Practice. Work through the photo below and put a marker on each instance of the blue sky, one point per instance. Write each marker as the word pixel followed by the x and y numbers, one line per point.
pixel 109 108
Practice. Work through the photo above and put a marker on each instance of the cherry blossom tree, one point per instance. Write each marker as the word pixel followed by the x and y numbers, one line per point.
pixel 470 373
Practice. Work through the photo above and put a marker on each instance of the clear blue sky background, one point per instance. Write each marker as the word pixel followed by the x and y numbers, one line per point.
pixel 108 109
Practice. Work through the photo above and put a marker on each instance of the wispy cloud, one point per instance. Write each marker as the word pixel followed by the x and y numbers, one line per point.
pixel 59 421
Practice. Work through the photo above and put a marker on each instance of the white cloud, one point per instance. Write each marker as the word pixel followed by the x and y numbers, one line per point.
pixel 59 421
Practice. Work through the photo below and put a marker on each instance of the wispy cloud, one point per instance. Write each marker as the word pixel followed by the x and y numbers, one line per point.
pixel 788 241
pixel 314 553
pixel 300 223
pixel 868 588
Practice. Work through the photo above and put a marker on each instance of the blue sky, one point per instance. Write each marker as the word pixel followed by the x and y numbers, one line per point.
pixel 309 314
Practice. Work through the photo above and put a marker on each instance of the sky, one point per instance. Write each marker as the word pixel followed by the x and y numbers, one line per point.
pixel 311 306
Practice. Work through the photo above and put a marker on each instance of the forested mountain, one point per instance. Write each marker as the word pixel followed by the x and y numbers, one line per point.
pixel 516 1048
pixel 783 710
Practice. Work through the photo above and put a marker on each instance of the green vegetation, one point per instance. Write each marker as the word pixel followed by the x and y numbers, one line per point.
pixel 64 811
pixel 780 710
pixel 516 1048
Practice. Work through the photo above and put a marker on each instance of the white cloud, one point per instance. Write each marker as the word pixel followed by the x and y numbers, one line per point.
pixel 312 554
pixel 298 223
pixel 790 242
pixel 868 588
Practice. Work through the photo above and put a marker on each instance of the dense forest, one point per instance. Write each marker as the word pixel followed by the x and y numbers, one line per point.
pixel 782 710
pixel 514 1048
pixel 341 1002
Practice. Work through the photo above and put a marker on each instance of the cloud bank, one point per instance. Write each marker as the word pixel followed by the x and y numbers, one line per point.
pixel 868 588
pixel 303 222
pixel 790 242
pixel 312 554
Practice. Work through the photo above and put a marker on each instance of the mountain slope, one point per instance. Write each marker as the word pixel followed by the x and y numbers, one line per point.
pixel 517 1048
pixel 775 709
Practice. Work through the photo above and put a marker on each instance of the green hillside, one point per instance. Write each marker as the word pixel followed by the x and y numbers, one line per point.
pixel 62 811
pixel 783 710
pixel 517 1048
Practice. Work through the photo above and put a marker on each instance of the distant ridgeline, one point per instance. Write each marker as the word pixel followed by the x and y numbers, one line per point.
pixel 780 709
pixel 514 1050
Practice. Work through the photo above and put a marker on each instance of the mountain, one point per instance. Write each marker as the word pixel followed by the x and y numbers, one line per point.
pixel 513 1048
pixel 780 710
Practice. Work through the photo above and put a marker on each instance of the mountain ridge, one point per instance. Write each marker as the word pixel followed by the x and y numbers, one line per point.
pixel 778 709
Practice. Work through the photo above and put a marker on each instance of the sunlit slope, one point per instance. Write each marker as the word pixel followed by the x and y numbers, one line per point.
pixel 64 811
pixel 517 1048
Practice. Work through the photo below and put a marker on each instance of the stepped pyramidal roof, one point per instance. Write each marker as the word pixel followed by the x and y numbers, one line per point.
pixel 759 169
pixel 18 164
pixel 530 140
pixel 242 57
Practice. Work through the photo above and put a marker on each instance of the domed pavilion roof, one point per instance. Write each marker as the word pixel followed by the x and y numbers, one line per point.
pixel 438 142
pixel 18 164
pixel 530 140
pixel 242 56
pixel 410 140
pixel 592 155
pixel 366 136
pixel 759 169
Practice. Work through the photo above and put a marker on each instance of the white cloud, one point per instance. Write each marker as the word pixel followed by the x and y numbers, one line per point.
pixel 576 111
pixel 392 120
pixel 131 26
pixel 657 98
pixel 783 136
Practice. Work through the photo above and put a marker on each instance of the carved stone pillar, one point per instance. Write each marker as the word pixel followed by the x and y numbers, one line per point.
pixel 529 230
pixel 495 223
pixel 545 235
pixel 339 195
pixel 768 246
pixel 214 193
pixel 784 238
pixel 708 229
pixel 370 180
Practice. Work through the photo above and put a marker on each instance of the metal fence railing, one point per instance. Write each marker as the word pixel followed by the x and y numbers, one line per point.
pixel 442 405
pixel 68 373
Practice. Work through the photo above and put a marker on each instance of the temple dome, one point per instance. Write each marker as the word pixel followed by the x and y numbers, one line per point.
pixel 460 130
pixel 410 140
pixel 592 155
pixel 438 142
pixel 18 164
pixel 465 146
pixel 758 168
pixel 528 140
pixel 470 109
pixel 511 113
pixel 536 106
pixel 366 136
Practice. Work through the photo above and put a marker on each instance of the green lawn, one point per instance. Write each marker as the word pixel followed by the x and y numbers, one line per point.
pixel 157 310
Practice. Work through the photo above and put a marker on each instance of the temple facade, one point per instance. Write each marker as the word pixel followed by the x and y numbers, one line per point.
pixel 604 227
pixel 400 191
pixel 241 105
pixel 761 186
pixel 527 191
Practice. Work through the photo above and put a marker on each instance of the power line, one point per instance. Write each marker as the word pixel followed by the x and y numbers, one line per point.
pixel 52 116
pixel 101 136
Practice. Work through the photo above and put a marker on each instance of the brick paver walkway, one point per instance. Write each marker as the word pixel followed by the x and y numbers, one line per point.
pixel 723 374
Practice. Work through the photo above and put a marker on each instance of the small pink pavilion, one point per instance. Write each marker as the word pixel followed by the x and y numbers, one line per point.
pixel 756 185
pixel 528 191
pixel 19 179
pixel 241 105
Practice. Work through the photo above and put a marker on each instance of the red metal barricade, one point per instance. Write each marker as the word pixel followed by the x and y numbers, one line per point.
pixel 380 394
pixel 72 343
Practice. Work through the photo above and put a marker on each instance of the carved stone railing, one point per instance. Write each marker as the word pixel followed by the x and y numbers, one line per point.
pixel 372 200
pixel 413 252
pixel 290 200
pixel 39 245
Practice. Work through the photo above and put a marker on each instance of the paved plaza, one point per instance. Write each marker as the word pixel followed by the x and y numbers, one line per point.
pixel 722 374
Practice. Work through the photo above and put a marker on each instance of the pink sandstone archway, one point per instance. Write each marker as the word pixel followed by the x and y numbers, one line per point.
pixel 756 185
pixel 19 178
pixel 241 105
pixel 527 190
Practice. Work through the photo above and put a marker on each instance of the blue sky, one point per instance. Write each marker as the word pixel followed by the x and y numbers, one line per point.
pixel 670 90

### Task item:
Extract all of the material exactly as it is written.

### Solution for this task:
Practice. Work through the photo below and put a marker on each instance of the blue sky, one point per instance. Write each marker as the word pixel followed by the x and y numbers, one line per point.
pixel 109 108
Practice. Work through the photo above and put a marker on each instance of the cherry blossom tree, one point per instance. Write each marker as the word pixel followed by the x and y numbers, one line per point.
pixel 470 373
Practice. Work through the photo above and put a marker on each instance of the clear blue sky background, one point per instance. Write each marker as the word pixel followed by the x and y numbers, one line per point.
pixel 108 109
Practice. Work through the photo above and put a marker on each instance of the wispy cloud, one point per instance. Write each marker as the word pixel followed by the x and y numbers, one line per point.
pixel 59 421
Practice. Work through the photo above and put a marker on each instance of the white cloud, one point per instance. Write each marker as the word pixel followed by the x and y numbers, one line per point.
pixel 59 421
Practice. Work through the photo below and put a marker on each instance of the wispy cloud, one point per instance. Write each marker as the word pixel followed by the x and y numbers, one line per point.
pixel 788 241
pixel 314 553
pixel 300 223
pixel 868 588
Practice. Work through the photo above and put a marker on each instance of the blue sky, one point per instance. Write each marker as the word pixel followed by the x and y numbers, one line per point.
pixel 309 314
Practice. Work through the photo above and put a marker on each instance of the sky, one point per instance. Write each marker as the word pixel followed by the x and y numbers, one line per point.
pixel 311 306
Practice. Work through the photo above and put a marker on each instance of the forested mountain, one point per instance. Write each marker as the word pixel followed by the x and y numbers, one line per point.
pixel 516 1048
pixel 783 710
Practice. Work through the photo above and put a marker on each instance of the green vegetation, one point per instance. Write each marker as the word pixel followed by the x and y numbers, one line per point.
pixel 64 811
pixel 780 710
pixel 516 1048
Practice. Work through the photo above and put a marker on each instance of the white cloud, one point per instance. Write each marker as the word pixel followed by the x and y numbers, one line per point.
pixel 312 554
pixel 298 223
pixel 790 242
pixel 868 588
Practice. Work through the photo above and put a marker on each instance of the dense forest, one point per instance. Write each marker as the word pixel followed by the x and y numbers, one line per point.
pixel 782 710
pixel 514 1048
pixel 341 1002
Practice. Work through the photo above and put a marker on each instance of the cloud bank, one point per instance. Write each marker as the word pixel followed by the x and y numbers, one line per point.
pixel 868 588
pixel 303 222
pixel 790 242
pixel 312 554
Practice. Work through the photo above and put a marker on each instance of the mountain slope, one point per instance. Write each marker as the word pixel followed by the x and y numbers, one line per point.
pixel 517 1048
pixel 775 709
Practice. Work through the photo above and put a marker on each instance of the green hillside, one point per instance. Write each marker as the word pixel followed by the x and y numbers, one line per point.
pixel 62 811
pixel 783 710
pixel 517 1048
Practice. Work through the photo above and put a marker on each instance of the distant ridgeline, one point per instance. Write each marker as the word pixel followed by the x and y numbers, one line per point.
pixel 780 709
pixel 514 1050
Practice. Work through the photo above and put a marker on each instance of the mountain, one point per instance. Write each marker as the word pixel followed by the x and y numbers, one line per point.
pixel 513 1048
pixel 780 710
Practice. Work through the photo above and put a marker on each instance of the mountain ridge, one point per instance. Write each marker as the word pixel followed by the x and y numbers, one line per point.
pixel 778 709
Practice. Work through the photo above and put a marker on each instance of the sunlit slope, one point per instance. Write each marker as the word pixel followed by the x and y numbers, one line per point.
pixel 64 811
pixel 517 1048
Practice. Work through the photo below and put a marker on each instance of the stepped pyramidal roof, one point per instance. Write each marker as the word pixel followed by the x and y numbers, one line per point.
pixel 759 169
pixel 18 164
pixel 530 140
pixel 242 57
Practice. Work through the photo above and put a marker on each instance of the domed pavilion roof, one point per instance. Write each marker as the word pixel followed by the x and y numbers, one line per point.
pixel 438 142
pixel 18 164
pixel 530 140
pixel 242 56
pixel 410 140
pixel 592 155
pixel 366 136
pixel 759 169
Practice. Work through the photo above and put a marker on each instance of the white cloud, one point per instance. Write each marker as the word pixel followed by the x and y numbers, one line per point.
pixel 576 111
pixel 392 120
pixel 131 26
pixel 657 98
pixel 783 136
Practice. Work through the photo above and put a marker on each instance of the carved stone pillar, one point per instance. Write each marker as the word pixel followed by the x and y numbers, one line per point.
pixel 529 230
pixel 495 223
pixel 545 235
pixel 339 195
pixel 768 246
pixel 214 193
pixel 784 238
pixel 708 229
pixel 370 180
Practice. Work through the photo above and put a marker on each instance of the metal fence railing, one point per instance. Write each marker as the word pixel followed by the x and y numbers, one line per point.
pixel 442 405
pixel 68 373
Practice. Work through the photo above and put a marker on each instance of the temple dome, one point per instance. Write each marker as the word pixel followed by the x and y numbers, one line per point.
pixel 460 130
pixel 410 140
pixel 592 155
pixel 438 142
pixel 18 164
pixel 465 146
pixel 758 168
pixel 528 140
pixel 470 109
pixel 511 113
pixel 536 106
pixel 366 136
Practice. Work through the photo above and put a marker on each instance of the green lawn, one point per instance. Write each marker as the word pixel followed by the x and y numbers, one line per point.
pixel 157 310
Practice. Work through the photo above and put a marker on each instance of the temple facade, one point per instance. Write each marker as the word pixel followed by the x and y numbers, one line per point.
pixel 604 227
pixel 400 191
pixel 241 105
pixel 761 186
pixel 527 191
Practice. Work through the photo above and put a marker on each instance of the power line, one point per instance. Write each marker as the word pixel followed by the x and y numbers, one line per point.
pixel 52 116
pixel 101 136
Practice. Work through the photo above and put a marker on each instance of the brick paver walkway, one point per instance. Write each marker as the word pixel followed by the x and y numbers, one line per point.
pixel 723 374
Practice. Work through the photo above and put a marker on each instance of the small pink pavilion, one point per instance. Write each marker as the word pixel followed by the x and y numbers, one line per point.
pixel 756 185
pixel 528 191
pixel 19 179
pixel 241 105
Practice. Work through the photo above and put a marker on each instance of the red metal barricade, one point per instance. Write each marker as the word pixel followed by the x and y numbers, one line per point.
pixel 380 394
pixel 72 343
Practice. Work through the photo above and put a marker on each instance of the carved stone railing, one point per instance. Write each marker as the word pixel followed by the x and y numbers, one line per point.
pixel 372 200
pixel 413 252
pixel 290 200
pixel 39 245
Practice. Work through the photo above and put a marker on each instance of the paved plaza, one point per instance. Write each marker as the word pixel followed by the x and y numbers, one line per point.
pixel 722 374
Practice. Work through the photo above and put a marker on each instance of the pink sandstone archway, one point per instance. Write each marker as the word pixel followed by the x and y numbers, one line per point.
pixel 756 185
pixel 19 178
pixel 241 105
pixel 527 190
Practice. Work through the photo above and put a marker on each instance of the blue sky, one point per instance. Write each marker as the word pixel followed by the x and y numbers, one line per point.
pixel 670 90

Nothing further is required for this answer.